SELECTION:
======

… there is nothing magical or inherently virtuous about the “will of the people”
writes
David French in an outstanding National Review column.
The people are just as capable of error, just as capable of
becoming tyrants, as any tin-pot dictator.
Thus, the Founders gave us a republic, if — as Ben Franklin is alleged
to have admonished — we can keep it. Every branch of government checks
the other. The people check the government. The Constitution is supreme
over all, protecting our core civil liberties from the will of the
majority and from the abuse of the rulers. At its heart, the entire
system depends on the understanding that no person is above the law.
But no government — no matter how wisely constructed — can long survive
in the absence of at least some degree of human courage and conviction.
People who abuse power can be stopped only by other people who have the
authority and responsibility to defend our liberties and our way of
life. And, yes, sometimes that means standing in front of democracy to
preserve the principles of the republic.

======

Entries from a set of point annotations:
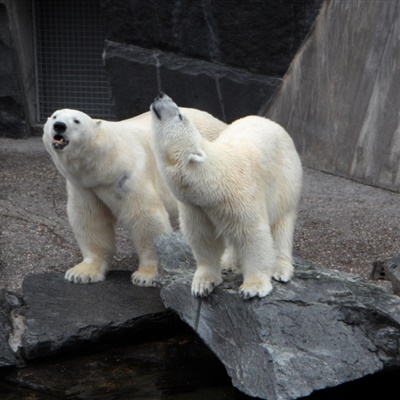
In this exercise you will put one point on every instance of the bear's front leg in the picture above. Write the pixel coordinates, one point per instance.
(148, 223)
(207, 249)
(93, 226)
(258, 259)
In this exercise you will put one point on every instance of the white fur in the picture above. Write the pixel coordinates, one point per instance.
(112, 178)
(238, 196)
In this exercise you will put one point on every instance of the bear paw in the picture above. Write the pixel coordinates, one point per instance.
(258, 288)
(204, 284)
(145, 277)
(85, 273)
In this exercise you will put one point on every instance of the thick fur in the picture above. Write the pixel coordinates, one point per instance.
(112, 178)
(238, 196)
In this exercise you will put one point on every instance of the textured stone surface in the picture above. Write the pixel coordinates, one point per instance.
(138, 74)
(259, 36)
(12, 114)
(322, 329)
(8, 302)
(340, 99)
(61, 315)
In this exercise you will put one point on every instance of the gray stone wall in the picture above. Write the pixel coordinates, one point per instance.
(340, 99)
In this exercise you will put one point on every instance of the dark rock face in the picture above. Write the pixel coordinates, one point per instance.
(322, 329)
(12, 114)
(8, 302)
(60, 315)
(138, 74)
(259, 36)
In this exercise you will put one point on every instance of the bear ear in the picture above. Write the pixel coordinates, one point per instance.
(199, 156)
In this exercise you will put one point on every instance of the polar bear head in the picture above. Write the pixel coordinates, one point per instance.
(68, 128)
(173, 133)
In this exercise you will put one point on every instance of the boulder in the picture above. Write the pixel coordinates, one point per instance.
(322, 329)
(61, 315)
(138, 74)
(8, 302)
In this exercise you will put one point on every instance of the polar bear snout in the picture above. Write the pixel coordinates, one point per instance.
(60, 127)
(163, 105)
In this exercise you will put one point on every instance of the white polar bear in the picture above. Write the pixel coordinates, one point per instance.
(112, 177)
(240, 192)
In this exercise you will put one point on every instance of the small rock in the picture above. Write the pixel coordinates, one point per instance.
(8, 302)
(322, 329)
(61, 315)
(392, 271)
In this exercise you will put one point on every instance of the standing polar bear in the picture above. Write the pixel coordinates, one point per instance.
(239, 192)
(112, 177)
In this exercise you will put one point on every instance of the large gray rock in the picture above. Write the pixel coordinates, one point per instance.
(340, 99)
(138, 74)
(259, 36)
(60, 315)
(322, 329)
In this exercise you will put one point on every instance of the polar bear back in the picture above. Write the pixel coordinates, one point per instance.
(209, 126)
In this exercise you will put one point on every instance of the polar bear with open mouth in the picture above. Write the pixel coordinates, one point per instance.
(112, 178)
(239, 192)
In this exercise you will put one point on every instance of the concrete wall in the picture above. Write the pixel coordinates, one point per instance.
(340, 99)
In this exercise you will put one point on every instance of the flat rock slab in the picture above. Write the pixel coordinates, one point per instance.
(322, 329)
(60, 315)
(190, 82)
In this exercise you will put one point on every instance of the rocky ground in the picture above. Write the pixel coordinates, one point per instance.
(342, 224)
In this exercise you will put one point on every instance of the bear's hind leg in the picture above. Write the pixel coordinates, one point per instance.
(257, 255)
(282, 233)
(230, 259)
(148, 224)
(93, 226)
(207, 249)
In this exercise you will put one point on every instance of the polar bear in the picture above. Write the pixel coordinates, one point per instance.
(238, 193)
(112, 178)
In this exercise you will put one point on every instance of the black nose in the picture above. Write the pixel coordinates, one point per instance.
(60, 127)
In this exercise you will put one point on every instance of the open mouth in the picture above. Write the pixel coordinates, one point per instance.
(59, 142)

======

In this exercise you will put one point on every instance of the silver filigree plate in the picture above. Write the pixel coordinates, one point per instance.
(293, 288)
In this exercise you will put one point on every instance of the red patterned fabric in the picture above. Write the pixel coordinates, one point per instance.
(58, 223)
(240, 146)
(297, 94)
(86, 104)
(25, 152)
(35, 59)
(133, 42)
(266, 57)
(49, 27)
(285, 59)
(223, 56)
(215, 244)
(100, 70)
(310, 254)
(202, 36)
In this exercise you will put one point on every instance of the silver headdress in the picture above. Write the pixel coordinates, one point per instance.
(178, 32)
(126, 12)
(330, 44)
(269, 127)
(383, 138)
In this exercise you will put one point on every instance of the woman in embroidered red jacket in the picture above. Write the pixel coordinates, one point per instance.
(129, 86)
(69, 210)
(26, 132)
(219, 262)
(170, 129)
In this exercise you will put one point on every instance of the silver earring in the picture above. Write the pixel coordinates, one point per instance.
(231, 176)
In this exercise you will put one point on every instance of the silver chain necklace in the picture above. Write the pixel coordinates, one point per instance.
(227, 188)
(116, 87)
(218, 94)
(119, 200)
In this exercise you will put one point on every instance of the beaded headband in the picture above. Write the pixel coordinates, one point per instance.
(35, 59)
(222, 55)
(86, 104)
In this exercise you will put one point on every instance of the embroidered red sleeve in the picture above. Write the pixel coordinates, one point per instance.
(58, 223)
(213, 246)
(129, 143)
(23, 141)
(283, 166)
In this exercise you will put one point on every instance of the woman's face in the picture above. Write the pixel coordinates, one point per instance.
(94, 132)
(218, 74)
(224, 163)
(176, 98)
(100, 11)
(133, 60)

======

CHALLENGES:
[A] Using the passage about the republic, reproduce the words starting at "Thus, the Founders" and ending at "above the law.".
[B] Render the sentence "Every branch of government checks the other." from the passage about the republic in Spanish.

EXPECTED RESULTS:
[A]
Thus, the Founders gave us a republic, if — as Ben Franklin is alleged
to have admonished — we can keep it. Every branch of government checks
the other. The people check the government. The Constitution is supreme
over all, protecting our core civil liberties from the will of the
majority and from the abuse of the rulers. At its heart, the entire
system depends on the understanding that no person is above the law.

[B] Cada rama del gobierno controla a la otra.